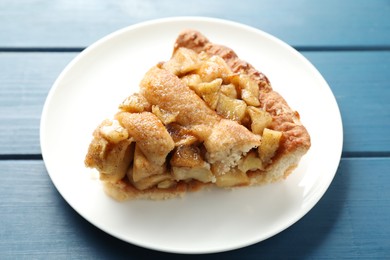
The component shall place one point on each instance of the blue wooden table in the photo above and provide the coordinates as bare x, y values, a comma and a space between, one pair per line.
348, 42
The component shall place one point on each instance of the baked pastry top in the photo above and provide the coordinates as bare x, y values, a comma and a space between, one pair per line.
202, 118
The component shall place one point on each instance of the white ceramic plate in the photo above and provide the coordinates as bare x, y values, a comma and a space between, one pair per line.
96, 81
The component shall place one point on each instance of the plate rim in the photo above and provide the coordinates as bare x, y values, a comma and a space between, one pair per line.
154, 22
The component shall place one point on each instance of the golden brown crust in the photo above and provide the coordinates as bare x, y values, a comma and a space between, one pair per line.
285, 119
202, 121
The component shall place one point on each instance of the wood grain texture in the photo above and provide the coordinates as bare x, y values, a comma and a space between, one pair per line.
359, 80
300, 23
350, 221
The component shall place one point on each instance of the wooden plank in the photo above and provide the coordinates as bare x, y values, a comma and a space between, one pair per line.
300, 23
25, 81
361, 91
360, 82
351, 220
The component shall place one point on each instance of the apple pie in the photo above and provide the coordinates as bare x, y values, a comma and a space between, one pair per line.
203, 118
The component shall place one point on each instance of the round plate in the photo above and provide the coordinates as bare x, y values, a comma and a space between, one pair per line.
93, 85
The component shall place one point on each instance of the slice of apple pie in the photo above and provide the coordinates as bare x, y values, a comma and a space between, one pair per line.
202, 118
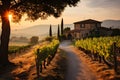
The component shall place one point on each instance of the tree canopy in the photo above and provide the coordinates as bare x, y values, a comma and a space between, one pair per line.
35, 8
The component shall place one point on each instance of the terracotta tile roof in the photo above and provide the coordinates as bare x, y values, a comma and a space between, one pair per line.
87, 21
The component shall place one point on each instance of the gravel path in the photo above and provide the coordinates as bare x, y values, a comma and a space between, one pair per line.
76, 70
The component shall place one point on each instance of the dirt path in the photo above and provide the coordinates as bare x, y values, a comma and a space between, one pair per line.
76, 69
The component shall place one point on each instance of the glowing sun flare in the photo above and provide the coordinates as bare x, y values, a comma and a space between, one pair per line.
10, 17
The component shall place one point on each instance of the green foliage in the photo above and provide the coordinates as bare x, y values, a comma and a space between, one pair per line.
46, 50
102, 45
34, 40
50, 31
62, 27
49, 38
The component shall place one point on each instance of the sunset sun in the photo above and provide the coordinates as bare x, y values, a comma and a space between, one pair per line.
10, 17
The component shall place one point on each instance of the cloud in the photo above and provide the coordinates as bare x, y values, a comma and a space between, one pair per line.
103, 3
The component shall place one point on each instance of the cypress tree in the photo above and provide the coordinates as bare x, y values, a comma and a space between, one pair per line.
50, 31
58, 34
62, 27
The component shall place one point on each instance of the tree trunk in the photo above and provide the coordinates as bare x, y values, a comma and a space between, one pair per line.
5, 34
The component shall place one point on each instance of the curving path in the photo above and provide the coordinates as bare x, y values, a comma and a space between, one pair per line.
76, 69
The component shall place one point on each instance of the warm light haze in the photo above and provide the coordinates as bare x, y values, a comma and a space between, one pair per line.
100, 10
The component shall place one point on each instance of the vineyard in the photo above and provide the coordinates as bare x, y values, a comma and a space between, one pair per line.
101, 49
18, 49
44, 54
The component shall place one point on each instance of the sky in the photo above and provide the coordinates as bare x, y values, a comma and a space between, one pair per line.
86, 9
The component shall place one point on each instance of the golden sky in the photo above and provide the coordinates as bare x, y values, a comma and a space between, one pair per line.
86, 9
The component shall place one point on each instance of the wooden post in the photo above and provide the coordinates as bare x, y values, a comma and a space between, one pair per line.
115, 57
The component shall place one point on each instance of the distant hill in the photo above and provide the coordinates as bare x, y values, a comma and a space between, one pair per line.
37, 30
111, 23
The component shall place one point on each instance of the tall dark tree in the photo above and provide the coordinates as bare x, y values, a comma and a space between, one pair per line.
58, 33
34, 9
50, 31
62, 26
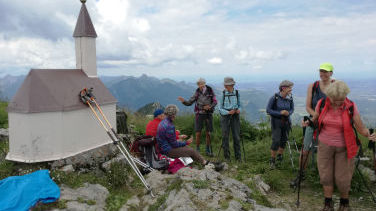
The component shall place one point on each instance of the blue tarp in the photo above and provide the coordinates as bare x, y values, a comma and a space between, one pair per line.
23, 192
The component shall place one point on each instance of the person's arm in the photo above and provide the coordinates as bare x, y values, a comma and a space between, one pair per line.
191, 100
240, 104
309, 100
270, 110
358, 123
214, 101
222, 111
291, 110
171, 138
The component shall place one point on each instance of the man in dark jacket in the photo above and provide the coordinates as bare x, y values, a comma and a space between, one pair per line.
280, 108
205, 101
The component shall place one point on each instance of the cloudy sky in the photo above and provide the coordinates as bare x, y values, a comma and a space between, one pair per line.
180, 39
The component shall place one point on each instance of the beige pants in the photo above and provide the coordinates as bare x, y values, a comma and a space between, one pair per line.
333, 166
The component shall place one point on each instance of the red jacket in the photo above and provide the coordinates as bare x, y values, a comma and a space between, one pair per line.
152, 127
348, 131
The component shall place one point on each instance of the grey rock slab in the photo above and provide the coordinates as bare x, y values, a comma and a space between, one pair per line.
94, 192
234, 206
179, 201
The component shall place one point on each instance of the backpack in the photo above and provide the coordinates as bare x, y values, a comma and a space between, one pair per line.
315, 90
276, 96
145, 147
211, 93
351, 112
237, 97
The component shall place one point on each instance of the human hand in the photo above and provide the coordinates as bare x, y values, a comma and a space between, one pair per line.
181, 99
182, 136
207, 107
372, 137
284, 113
189, 141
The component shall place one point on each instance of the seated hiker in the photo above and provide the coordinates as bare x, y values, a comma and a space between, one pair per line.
338, 143
280, 108
152, 126
166, 138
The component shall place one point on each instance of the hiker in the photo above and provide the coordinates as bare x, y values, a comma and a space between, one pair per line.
167, 142
280, 108
338, 143
230, 108
205, 102
152, 126
315, 92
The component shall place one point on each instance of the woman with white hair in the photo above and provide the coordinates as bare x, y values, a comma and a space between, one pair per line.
167, 142
338, 144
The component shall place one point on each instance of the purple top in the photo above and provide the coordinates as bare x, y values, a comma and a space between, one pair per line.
166, 136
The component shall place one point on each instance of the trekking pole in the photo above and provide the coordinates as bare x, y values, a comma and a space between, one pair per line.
87, 98
361, 175
292, 162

*Instructions to follow:* Write out again, unchanged, every line from the line containing "of the woman" to the final line of the material above.

*Correct result:*
The component shall place one point on each instance of the woman with white hair in the photo above and provide the coordinates as bare x, y values, a comma and a space between, one pair per line.
167, 142
338, 144
The component shall place one point on each instance of the purple top in the photo above and provide the coordinates as bare x, y values, a comma and a space between, one pair per line.
166, 136
The component shall place one point on each instance of the trekking pole in the photo above and provide the coordinates as bare x, y values, a comma and a space between, one pair per line.
87, 98
361, 175
292, 162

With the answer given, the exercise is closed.